**DIRECTIONS FOR THIS TASK**: Transcribe precisely those lines of the listing that fall between the line containing "Reviewer note: check that each instance of the sky" and the last line, inclusive of both.

**RECORDS SUPPLIED**:
## Start

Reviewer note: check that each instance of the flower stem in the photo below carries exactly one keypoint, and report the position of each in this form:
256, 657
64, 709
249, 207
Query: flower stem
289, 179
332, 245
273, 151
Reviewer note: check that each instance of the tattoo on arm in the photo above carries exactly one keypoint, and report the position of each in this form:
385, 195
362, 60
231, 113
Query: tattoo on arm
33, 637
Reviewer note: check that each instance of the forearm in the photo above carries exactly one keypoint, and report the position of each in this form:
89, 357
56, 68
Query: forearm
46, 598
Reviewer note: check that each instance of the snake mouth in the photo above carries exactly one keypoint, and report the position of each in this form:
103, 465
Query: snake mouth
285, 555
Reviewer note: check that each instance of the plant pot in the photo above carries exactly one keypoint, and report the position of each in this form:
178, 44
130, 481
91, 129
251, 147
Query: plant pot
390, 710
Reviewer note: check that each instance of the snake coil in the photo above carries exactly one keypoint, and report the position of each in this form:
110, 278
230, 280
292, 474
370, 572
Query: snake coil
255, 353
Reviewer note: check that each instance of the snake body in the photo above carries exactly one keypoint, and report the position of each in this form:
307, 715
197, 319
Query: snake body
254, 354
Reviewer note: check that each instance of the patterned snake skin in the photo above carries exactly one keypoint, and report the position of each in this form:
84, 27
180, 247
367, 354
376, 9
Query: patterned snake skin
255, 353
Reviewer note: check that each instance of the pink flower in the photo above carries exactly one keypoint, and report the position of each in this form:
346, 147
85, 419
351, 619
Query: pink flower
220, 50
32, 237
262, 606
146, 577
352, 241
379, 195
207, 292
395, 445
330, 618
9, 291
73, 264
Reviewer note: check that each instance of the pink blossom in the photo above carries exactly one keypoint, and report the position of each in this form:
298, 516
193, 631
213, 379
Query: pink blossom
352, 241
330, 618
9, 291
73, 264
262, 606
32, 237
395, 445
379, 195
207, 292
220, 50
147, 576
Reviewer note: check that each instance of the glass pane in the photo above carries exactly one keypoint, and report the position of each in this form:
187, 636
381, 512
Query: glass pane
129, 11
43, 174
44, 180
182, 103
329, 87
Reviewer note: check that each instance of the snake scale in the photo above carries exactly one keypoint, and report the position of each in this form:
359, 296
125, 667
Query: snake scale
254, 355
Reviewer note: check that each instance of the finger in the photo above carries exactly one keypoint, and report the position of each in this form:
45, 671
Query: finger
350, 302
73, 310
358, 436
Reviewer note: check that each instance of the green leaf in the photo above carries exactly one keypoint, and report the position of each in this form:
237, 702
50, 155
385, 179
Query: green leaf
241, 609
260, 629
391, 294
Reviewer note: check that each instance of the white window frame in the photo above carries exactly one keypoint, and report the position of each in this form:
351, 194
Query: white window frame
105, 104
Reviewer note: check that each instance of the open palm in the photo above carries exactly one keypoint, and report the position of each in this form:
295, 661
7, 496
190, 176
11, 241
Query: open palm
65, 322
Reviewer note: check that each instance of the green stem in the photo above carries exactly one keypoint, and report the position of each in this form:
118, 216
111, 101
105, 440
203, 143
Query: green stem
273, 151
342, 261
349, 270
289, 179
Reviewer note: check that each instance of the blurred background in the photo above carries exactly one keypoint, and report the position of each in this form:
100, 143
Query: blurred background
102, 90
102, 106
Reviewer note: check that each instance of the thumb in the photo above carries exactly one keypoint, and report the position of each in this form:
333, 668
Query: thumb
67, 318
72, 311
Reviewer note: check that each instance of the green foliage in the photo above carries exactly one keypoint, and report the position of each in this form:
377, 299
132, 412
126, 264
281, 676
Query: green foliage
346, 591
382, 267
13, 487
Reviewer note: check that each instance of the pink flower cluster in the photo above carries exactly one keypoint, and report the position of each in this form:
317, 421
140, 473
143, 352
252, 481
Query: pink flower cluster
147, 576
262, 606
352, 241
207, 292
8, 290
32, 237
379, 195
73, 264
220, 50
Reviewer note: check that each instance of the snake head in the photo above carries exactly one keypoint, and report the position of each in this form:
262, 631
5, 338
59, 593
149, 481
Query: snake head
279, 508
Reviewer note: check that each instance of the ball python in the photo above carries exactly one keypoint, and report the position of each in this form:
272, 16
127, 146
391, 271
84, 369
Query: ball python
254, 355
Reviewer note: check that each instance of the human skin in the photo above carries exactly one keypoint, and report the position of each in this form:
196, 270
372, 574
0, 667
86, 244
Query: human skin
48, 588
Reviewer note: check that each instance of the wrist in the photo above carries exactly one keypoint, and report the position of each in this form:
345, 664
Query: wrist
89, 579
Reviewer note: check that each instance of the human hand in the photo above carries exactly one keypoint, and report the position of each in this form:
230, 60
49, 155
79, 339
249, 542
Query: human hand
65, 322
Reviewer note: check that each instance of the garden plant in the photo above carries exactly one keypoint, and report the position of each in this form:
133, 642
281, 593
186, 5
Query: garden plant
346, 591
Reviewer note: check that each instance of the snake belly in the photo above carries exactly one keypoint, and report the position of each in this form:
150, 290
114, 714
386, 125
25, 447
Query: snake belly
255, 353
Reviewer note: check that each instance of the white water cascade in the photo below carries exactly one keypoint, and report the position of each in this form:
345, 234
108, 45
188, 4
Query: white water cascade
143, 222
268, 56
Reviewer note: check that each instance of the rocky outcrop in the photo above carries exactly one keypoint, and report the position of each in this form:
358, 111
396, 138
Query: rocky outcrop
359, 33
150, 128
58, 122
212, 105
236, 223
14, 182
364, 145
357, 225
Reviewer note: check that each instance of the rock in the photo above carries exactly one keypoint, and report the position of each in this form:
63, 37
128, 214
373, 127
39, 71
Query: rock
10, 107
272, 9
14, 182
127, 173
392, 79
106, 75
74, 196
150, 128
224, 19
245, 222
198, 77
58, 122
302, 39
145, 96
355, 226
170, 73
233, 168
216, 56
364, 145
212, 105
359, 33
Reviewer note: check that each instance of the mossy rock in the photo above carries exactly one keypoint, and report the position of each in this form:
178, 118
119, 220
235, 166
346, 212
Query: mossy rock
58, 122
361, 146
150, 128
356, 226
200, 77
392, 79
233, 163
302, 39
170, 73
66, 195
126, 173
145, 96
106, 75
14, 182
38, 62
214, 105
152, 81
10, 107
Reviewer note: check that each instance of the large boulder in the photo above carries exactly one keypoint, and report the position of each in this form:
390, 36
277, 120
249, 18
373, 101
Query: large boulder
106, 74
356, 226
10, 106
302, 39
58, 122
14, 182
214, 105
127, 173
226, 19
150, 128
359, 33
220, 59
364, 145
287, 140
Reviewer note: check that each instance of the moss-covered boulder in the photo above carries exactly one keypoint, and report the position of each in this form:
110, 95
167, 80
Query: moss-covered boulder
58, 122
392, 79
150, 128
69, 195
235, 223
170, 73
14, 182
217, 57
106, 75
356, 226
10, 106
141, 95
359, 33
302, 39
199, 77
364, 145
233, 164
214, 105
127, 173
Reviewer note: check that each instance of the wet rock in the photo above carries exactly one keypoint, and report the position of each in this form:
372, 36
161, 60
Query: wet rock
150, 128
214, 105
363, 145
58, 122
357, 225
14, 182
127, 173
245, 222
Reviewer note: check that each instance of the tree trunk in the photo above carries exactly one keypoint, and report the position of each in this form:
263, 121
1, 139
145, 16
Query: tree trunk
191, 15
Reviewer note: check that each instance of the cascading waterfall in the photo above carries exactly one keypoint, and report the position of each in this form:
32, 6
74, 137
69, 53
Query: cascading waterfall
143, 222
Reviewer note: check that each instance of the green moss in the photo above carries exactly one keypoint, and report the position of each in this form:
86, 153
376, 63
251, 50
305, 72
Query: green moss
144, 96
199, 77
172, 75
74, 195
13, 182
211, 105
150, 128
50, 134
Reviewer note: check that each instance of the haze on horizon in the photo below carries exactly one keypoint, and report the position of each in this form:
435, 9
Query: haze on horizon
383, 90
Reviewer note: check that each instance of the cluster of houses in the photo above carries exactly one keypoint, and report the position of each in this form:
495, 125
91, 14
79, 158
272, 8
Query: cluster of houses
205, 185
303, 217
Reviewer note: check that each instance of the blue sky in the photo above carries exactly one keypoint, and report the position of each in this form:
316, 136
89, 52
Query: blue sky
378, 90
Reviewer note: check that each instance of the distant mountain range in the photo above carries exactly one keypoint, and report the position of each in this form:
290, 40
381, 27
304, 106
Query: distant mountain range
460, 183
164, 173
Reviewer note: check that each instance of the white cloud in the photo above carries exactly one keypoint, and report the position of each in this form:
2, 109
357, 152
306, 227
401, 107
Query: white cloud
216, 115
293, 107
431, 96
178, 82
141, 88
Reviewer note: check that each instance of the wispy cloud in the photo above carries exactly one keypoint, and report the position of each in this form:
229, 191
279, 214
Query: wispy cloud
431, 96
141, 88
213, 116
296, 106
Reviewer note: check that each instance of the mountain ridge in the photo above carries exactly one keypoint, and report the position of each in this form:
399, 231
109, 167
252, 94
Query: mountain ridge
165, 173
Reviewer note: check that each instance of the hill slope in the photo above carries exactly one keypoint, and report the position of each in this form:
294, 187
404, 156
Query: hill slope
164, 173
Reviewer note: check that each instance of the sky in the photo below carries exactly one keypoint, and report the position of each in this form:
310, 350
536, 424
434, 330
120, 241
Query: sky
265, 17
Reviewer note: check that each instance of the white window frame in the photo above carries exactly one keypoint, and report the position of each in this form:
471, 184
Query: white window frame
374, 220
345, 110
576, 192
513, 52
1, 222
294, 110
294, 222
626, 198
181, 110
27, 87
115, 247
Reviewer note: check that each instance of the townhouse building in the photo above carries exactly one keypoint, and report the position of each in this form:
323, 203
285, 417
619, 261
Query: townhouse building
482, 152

## End

**SOLUTION TO THIS TASK**:
Reviewer note: check that each instance of the sky in the photo below carries exactly one keypoint, and report the position of each in this form:
310, 350
536, 424
434, 330
120, 241
Query: sky
265, 17
Reviewer note: check that each instance of the white window frame in the photo above carries exactly one keypoint, and report the position of each in this form:
471, 184
Query: white window frame
374, 220
345, 110
576, 192
513, 52
1, 222
294, 110
294, 222
626, 198
181, 110
27, 87
115, 247
Reviewer note: check that each instance of the townhouse building in the photo above carries exactly one keypoint, and report the position of each in this form:
323, 203
285, 417
619, 261
Query: townhouse building
482, 152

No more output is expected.